> _YOUR INSTRUCTIONS_: Report every line in the material below that contains the word "door", copying each one out in full.

> _TASK INPUT_:
━━━━
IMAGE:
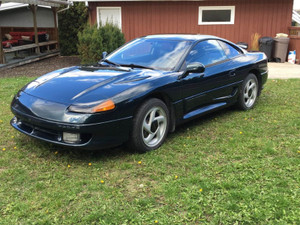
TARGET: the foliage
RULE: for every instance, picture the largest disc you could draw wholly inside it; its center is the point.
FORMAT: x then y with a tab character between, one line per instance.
93	41
90	44
69	23
230	167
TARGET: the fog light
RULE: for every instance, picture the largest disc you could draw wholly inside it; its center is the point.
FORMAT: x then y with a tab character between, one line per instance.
71	137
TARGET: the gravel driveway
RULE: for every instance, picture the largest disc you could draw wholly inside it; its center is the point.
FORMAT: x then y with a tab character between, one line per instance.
41	67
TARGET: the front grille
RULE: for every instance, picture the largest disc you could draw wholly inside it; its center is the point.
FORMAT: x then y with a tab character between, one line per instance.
47	134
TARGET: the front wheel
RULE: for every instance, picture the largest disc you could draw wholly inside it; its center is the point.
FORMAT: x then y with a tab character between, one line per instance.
150	126
248	93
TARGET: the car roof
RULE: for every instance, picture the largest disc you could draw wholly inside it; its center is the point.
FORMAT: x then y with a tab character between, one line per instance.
181	37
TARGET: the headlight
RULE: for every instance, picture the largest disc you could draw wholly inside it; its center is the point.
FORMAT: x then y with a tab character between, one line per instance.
93	107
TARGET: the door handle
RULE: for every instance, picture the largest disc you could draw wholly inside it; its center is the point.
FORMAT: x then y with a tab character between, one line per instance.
232	73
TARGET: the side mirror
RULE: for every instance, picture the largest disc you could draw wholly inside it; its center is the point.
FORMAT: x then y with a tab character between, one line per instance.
195	68
104	54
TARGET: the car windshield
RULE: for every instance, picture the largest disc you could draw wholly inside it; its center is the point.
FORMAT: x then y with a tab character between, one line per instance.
159	54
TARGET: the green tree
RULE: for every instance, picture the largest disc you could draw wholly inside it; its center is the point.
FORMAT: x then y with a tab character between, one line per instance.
92	41
69	23
90	44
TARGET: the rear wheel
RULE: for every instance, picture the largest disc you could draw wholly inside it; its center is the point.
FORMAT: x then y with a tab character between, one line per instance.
248	93
150	126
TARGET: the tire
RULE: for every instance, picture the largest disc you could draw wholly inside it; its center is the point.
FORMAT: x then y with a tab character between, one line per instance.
248	93
150	126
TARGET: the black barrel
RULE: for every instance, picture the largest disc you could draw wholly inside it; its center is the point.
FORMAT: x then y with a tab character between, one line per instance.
266	46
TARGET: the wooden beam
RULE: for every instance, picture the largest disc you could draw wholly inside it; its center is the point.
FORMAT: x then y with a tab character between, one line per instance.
1	47
36	38
54	10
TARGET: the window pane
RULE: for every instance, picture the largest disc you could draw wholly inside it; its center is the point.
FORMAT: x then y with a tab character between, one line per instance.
216	15
230	51
156	53
206	52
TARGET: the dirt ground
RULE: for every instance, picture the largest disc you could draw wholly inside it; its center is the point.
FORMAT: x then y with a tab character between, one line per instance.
41	67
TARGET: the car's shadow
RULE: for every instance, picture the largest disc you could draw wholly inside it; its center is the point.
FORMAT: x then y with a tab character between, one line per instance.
121	151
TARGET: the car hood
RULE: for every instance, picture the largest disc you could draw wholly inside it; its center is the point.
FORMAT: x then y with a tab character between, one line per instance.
86	84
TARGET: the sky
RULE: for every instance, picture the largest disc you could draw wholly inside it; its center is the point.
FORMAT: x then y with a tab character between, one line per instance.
296	4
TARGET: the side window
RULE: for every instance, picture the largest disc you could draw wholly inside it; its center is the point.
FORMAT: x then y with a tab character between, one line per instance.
206	52
230	51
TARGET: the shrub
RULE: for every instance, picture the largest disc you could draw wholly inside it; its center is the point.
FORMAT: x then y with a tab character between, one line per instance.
90	44
69	23
92	41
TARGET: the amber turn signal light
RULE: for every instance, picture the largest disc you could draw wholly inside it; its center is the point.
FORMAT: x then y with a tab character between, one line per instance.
104	106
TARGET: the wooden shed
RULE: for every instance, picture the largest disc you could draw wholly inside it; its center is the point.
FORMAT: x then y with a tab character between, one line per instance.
235	20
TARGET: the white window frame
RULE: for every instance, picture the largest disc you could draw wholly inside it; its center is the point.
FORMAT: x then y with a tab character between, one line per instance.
109	7
232	16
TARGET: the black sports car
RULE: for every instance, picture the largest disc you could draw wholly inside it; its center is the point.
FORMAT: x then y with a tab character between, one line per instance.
140	92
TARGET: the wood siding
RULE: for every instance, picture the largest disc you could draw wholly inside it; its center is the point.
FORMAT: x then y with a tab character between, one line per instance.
266	17
50	31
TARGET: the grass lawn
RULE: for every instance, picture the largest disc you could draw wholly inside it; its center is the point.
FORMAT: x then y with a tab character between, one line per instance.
231	167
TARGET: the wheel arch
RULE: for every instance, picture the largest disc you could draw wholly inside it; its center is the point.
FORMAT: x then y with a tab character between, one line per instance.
166	99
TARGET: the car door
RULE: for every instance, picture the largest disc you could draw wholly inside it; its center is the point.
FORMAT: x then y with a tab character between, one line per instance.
211	87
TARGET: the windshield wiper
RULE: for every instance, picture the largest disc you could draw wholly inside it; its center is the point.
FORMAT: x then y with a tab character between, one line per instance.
110	62
136	66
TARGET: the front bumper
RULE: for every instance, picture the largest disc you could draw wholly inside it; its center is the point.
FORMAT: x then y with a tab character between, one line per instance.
93	136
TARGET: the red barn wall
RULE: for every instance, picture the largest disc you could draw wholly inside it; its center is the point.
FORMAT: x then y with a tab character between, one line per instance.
266	17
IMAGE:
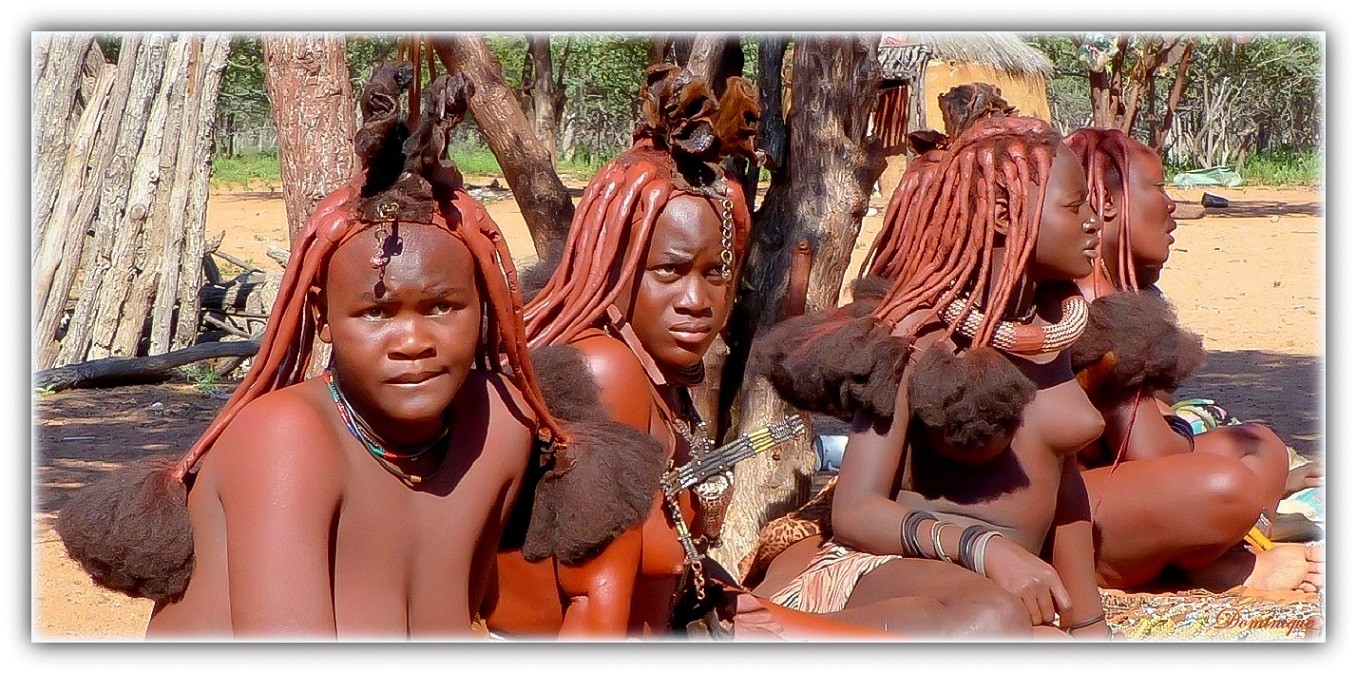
━━━━
> _RESPONSE TO THE TASK_:
TARGET: the door handle
TARGET: the car door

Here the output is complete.